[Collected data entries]
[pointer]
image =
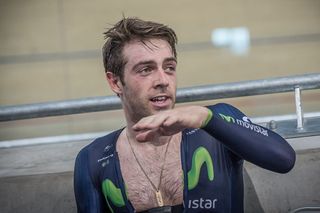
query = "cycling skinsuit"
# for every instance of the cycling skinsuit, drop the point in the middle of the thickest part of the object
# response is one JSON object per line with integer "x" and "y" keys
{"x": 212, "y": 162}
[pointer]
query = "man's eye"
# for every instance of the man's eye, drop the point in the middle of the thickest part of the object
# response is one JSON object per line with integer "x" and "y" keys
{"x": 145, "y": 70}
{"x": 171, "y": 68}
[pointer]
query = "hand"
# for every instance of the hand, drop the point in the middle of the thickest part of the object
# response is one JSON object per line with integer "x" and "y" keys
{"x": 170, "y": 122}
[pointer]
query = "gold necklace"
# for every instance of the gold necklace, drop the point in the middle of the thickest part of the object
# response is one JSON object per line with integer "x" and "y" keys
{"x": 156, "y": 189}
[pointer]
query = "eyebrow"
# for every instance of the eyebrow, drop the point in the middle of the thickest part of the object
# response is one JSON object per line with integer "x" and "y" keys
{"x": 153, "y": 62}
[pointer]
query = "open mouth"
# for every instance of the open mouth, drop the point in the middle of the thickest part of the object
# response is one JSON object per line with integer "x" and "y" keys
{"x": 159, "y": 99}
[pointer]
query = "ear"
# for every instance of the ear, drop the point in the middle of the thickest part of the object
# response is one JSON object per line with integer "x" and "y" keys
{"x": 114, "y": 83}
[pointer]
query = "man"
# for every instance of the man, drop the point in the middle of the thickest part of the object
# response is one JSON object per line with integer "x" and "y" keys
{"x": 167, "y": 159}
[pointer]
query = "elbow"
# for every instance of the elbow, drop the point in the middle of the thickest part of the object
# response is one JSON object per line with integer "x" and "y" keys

--- Exercise ---
Where the string "drop" turns up in a line of the data above, copy that whole line.

--- Task result ---
# for every instance of the cycling skinsuit, drop the point in the middle of the thickest part of the object
# for every instance of the man's eye, drop the point in the middle of the thickest part of the object
# for every instance of the hand, drop the point in the middle of the thickest part of the object
# for every instance of the gold necklace, drop the point in the middle of the thickest part of the object
# for every instance of the eyebrow, drop the point in the middle of the thickest part of the object
# for every instance of the open mouth, drop the point in the middle of the thickest part of the object
# for every instance of the ear, drop the point in the middle of the thickest part of the object
# for every instance of the man, drop the point in the middle of the thickest part of the object
# for every instance of the elbow, drop the point in the middle of the thickest part of the object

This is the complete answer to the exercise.